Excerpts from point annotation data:
-- Begin --
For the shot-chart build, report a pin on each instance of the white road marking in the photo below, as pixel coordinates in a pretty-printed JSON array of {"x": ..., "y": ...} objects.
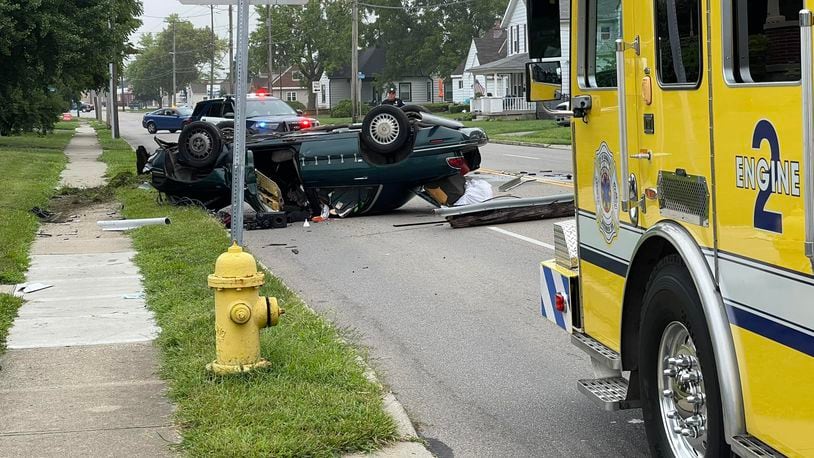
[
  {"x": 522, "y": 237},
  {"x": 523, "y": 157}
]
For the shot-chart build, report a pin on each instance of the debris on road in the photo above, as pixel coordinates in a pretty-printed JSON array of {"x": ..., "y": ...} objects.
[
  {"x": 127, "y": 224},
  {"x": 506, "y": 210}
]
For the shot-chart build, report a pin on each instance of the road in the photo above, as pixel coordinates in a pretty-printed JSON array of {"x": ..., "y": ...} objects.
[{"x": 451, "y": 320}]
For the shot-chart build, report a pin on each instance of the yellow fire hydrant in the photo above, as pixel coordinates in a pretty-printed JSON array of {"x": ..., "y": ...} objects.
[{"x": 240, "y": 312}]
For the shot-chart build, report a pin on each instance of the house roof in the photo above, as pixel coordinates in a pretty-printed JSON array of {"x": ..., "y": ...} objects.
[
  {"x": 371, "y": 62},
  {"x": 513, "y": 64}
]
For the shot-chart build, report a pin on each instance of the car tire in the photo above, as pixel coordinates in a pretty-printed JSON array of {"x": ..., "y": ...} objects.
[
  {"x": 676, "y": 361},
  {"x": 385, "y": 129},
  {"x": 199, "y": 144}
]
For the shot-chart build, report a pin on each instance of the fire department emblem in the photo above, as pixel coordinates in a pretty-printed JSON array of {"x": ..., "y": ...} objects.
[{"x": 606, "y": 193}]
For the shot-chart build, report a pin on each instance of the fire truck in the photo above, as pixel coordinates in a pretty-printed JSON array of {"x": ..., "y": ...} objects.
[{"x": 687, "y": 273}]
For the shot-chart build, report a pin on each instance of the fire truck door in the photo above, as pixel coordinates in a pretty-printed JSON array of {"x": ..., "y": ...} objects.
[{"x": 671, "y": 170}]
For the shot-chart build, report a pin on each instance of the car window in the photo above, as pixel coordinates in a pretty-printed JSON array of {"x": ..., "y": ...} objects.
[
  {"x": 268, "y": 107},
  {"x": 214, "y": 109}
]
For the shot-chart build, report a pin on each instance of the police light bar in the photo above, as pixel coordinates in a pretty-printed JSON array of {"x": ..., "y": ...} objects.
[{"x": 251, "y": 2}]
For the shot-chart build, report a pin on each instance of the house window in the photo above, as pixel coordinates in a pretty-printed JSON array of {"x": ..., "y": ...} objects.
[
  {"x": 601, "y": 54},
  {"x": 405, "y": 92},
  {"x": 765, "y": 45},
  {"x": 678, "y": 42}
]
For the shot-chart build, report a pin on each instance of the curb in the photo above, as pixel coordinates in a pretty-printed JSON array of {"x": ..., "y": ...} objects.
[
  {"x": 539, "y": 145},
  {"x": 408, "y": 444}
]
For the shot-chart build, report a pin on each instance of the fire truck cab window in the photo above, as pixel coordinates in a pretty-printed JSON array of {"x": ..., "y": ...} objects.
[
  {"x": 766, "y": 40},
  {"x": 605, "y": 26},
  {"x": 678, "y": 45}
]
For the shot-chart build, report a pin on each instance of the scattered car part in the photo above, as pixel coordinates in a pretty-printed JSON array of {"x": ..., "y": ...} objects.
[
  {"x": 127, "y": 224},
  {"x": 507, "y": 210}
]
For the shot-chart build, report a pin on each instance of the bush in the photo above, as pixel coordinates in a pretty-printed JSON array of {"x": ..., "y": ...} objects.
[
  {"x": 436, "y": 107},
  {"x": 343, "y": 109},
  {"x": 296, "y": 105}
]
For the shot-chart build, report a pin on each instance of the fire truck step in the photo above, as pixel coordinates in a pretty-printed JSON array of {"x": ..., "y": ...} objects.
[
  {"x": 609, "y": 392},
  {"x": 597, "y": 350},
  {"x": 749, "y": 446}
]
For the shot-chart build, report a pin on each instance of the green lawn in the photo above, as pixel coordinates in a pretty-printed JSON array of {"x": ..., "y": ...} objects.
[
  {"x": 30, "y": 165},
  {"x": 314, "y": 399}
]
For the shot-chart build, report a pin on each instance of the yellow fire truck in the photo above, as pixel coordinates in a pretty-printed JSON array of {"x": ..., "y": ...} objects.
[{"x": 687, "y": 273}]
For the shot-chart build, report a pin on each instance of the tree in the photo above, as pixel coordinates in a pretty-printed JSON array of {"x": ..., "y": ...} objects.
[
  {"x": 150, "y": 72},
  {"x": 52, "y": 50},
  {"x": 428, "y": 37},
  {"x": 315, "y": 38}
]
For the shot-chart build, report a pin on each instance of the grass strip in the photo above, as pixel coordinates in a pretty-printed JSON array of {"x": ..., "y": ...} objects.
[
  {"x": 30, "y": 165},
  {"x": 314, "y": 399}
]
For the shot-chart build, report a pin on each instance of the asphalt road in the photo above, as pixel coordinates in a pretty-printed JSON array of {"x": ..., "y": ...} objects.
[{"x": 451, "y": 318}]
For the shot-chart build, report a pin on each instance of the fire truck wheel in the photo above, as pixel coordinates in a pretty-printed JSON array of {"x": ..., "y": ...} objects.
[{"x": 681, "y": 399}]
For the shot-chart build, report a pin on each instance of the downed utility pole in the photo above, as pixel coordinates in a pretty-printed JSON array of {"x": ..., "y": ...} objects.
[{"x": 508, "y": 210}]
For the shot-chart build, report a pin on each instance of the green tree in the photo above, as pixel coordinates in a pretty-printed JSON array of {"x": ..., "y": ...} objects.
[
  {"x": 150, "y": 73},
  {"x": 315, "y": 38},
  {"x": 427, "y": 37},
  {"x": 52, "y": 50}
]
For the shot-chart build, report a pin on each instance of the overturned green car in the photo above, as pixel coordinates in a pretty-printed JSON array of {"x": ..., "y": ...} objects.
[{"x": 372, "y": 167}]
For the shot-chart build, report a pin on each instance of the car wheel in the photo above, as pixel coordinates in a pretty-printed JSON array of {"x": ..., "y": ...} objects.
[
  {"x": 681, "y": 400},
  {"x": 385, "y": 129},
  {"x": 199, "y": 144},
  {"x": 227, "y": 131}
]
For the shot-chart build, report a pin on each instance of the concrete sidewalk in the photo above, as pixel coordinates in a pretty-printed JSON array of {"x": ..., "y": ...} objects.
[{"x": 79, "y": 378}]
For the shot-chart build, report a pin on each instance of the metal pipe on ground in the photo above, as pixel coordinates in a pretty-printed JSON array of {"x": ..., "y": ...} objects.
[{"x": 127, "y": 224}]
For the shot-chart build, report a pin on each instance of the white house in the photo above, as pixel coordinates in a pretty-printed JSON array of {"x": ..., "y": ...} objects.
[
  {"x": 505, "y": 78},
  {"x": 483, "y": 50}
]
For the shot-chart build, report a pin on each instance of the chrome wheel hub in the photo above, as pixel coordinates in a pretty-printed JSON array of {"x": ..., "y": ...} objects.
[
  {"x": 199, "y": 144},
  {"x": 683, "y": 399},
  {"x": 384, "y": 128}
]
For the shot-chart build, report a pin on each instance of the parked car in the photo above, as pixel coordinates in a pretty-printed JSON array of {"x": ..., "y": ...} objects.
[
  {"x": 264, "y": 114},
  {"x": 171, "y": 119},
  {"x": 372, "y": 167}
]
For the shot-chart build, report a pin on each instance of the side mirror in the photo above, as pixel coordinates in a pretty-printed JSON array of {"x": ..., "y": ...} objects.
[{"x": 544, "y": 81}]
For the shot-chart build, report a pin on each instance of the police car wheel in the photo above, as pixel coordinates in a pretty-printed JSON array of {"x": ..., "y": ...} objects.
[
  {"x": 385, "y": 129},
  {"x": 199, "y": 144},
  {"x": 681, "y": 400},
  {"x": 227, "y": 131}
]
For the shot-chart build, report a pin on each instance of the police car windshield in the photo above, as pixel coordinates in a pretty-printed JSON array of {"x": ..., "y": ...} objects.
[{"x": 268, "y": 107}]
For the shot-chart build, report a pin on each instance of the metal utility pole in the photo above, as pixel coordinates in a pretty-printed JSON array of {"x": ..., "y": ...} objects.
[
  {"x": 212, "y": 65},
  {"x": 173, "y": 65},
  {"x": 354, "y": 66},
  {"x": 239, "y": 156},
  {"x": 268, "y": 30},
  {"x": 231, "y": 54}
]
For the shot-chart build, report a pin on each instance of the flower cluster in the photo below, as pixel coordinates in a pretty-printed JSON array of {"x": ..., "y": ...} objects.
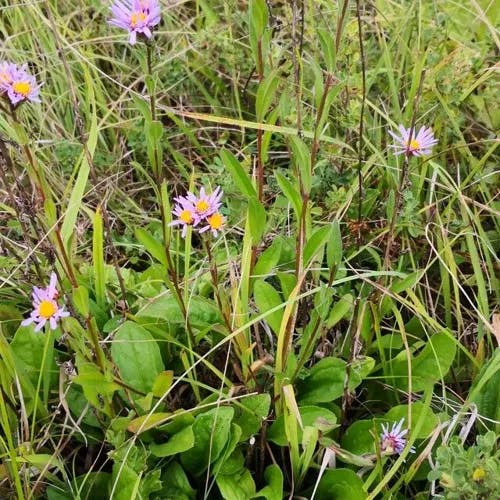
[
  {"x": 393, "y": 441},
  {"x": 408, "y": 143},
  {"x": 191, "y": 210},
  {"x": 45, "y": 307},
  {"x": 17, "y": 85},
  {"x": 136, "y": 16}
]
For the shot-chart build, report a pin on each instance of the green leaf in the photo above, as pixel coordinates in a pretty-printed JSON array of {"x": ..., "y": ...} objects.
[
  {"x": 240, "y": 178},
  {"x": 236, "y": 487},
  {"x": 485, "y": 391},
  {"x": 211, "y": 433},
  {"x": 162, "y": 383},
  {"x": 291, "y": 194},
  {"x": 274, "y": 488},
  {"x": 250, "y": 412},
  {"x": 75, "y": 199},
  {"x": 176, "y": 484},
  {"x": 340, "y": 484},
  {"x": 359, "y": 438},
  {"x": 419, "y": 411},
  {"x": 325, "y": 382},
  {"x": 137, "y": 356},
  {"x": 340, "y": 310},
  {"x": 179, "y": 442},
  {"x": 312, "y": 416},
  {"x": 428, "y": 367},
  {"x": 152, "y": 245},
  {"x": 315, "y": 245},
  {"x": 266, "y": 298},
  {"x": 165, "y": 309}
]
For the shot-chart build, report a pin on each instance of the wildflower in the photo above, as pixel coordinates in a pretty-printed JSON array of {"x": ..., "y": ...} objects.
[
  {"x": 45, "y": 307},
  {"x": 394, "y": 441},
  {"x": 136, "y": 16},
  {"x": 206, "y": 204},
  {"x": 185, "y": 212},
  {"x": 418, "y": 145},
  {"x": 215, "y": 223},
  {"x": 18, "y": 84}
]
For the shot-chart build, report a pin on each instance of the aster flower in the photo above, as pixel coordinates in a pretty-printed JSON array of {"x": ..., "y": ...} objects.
-- End --
GIVEN EXERCISE: Take the line that contains "of the wildflower" and every line after it through the end of the listing above, and repeat them exactly.

COMPLETE OUTPUT:
For the shot-chart build, report a pin on each instance of the wildflower in the photo above, as pixel coordinates in a pretty-printed JSON array of {"x": ..., "y": ...} objects.
[
  {"x": 45, "y": 307},
  {"x": 394, "y": 441},
  {"x": 136, "y": 16},
  {"x": 206, "y": 204},
  {"x": 185, "y": 212},
  {"x": 418, "y": 145},
  {"x": 215, "y": 223},
  {"x": 18, "y": 84}
]
For the shot-chart build, report a pin on each instance of the aster flower in the photo above, as pixel coordinates in a pretty-printed JSON array of {"x": ..., "y": ...} objects.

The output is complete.